H5P_SET_SZIP sets an SZIP compression filter, H5Z_FILTER_SZIP , for a dataset. SZIP is a compression method designed for use with scientific data. Before proceeding, all users should review the “Limitations” section below. Users familiar with SZIP outside the HDF5 context may benefit from reviewing “Notes for Users Familiar with SZIP in Other Contexts” below. In the text below, the term pixel refers to an HDF5 data element. This terminology derives from SZIP compression's use with image data, where pixel referred to an image pixel. The SZIP bits_per_pixel value (see Notes, below) is automatically set, based on the HDF5 datatype. SZIP can be used with atomic datatypes that may have size of 8, 16, 32, or 64 bits. Specifically, a dataset with a datatype that is 8-, 16-, 32-, or 64-bit signed or unsigned integer; char; or 32- or 64-bit float can be compressed with SZIP. See Notes, below, for further discussion of the the SZIP bits_per_pixel setting. SZIP options are passed in an options mask, options_mask , as follows. Option | Description (Mutually exclusive; select one.) |
---|
H5_SZIP_EC_OPTION_MASK
| Selects entropy coding method | H5_SZIP_NN_OPTION_MASK | Selects nearest neighbor coding method |
The following guidelines can be used in determining which option to select: - The entropy coding method, the EC option specified by
H5_SZIP_EC_OPTION_MASK , is best suited for data that has been processed. The EC method works best for small numbers. - The nearest neighbor coding method, the NN option specified by
H5_SZIP_NN_OPTION_MASK , preprocesses the data then the applies EC method as above.

= = = =

- _Directives_
a - According to the H5P_SET_SZIP page, what does the term pixel refer to?
b - Rewrite the stretch of rows from the one containing "Target: white ceiling" through the last row, substituting "tie" for "necktie" and keeping everything else the same.

= = = =

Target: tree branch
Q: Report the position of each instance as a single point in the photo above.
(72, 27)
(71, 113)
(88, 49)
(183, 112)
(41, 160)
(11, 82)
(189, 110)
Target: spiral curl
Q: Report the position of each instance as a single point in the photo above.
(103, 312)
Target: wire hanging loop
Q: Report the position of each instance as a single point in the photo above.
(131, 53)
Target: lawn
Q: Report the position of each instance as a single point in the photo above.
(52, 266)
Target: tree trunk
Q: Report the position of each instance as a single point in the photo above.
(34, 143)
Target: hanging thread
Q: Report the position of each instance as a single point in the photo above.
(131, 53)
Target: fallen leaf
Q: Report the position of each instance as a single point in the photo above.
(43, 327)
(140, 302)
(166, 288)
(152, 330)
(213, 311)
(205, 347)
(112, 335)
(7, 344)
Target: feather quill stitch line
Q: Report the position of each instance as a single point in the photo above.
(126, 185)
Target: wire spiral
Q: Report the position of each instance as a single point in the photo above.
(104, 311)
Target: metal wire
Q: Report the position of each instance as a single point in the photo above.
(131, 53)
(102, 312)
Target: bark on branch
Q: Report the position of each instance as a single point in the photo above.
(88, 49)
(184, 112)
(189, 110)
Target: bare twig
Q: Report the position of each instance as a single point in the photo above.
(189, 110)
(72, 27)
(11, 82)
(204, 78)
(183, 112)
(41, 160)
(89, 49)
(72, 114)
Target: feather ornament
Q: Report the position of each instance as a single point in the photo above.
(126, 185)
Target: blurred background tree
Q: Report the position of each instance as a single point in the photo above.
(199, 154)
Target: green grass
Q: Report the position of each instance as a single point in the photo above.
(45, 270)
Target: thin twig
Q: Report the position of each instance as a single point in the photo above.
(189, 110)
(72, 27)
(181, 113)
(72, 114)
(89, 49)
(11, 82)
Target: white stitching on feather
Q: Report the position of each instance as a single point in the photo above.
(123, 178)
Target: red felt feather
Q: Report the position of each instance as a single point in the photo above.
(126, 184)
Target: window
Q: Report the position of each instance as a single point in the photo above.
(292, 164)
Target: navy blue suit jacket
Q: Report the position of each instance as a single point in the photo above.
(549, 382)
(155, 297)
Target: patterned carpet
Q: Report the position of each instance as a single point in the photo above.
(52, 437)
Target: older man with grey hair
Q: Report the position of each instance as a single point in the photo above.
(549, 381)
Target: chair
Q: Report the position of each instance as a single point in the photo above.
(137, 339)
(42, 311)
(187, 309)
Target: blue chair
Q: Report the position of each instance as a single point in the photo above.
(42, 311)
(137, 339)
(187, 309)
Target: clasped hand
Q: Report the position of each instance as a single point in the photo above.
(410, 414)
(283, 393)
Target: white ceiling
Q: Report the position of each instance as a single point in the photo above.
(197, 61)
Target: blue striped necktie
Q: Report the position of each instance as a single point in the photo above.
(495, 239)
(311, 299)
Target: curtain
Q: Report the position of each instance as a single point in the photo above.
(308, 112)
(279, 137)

= = = =

- _Answers below_
a - An HDF5 data element.

b -
Target: white ceiling
Q: Report the position of each instance as a single point in the photo above.
(197, 61)
Target: blue striped tie
Q: Report the position of each instance as a single point in the photo above.
(495, 239)
(311, 299)
Target: curtain
Q: Report the position of each instance as a single point in the photo above.
(308, 112)
(279, 137)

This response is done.